- _Written exercise_: From the items below, pull out every line that contains the word "mascot" and copy each of those lines unchanged.

- _Dataset items_:
____________
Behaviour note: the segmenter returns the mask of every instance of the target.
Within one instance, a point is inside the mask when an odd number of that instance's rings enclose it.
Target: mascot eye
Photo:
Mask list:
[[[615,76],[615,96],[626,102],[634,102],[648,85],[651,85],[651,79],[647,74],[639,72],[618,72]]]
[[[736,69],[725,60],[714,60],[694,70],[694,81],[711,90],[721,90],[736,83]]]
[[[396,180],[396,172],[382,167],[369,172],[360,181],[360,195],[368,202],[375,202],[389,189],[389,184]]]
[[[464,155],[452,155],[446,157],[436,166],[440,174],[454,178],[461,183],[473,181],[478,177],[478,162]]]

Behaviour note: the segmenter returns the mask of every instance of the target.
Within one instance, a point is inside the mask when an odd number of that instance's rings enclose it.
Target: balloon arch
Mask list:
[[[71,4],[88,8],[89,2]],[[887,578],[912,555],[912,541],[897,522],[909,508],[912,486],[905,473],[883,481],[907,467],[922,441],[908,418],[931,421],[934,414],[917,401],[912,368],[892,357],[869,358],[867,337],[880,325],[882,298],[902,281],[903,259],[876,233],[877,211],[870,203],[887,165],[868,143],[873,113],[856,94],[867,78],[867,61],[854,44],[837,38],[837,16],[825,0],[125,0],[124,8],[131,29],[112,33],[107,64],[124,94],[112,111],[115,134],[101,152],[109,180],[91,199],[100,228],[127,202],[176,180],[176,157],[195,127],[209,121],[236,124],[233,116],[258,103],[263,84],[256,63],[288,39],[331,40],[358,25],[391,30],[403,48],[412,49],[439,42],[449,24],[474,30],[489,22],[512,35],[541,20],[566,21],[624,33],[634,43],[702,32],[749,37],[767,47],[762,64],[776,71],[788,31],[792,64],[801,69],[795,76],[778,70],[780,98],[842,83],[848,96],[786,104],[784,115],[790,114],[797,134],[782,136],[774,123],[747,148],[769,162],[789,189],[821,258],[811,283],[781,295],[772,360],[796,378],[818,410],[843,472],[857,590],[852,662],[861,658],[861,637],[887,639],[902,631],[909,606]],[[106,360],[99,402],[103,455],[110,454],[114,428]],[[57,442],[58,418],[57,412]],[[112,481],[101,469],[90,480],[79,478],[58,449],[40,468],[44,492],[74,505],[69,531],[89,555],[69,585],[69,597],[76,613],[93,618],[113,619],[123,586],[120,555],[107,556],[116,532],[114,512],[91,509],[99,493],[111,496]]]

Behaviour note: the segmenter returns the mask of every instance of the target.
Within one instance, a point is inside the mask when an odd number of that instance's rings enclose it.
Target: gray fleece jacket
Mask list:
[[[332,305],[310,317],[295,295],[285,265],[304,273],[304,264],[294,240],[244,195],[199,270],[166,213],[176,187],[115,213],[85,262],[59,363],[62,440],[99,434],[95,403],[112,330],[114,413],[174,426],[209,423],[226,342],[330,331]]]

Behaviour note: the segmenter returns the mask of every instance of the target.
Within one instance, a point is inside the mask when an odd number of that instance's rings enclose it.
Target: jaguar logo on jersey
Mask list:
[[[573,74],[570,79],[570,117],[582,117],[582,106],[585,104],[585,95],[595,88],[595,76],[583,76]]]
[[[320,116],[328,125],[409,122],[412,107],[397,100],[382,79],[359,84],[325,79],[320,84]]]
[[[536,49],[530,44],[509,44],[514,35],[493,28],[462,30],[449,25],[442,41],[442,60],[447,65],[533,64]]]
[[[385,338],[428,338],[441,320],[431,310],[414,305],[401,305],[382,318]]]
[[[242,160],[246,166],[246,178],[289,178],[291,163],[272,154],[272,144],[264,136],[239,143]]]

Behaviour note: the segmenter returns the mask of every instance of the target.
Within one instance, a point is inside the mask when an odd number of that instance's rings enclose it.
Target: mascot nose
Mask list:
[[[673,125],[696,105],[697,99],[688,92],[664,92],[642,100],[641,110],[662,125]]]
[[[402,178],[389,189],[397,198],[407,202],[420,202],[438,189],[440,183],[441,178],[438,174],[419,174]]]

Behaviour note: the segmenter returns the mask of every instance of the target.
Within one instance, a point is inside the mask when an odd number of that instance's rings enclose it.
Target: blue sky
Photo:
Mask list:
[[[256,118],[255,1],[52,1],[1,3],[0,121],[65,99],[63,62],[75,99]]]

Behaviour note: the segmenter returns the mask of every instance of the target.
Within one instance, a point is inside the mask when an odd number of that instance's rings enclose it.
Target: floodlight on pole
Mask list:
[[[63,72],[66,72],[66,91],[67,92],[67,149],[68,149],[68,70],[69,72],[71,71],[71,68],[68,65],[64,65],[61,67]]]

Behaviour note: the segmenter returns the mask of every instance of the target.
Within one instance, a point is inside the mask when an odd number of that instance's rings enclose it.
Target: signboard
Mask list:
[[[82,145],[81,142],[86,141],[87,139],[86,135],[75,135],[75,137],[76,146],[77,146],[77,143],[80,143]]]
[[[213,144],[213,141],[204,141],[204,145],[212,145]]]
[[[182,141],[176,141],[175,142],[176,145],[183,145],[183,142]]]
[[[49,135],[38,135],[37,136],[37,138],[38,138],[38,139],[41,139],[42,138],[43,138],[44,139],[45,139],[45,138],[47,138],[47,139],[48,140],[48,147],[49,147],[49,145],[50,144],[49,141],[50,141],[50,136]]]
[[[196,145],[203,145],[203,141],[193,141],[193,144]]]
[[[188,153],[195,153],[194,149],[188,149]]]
____________
- _Completed task_:
Target: mascot eye
Target: mascot nose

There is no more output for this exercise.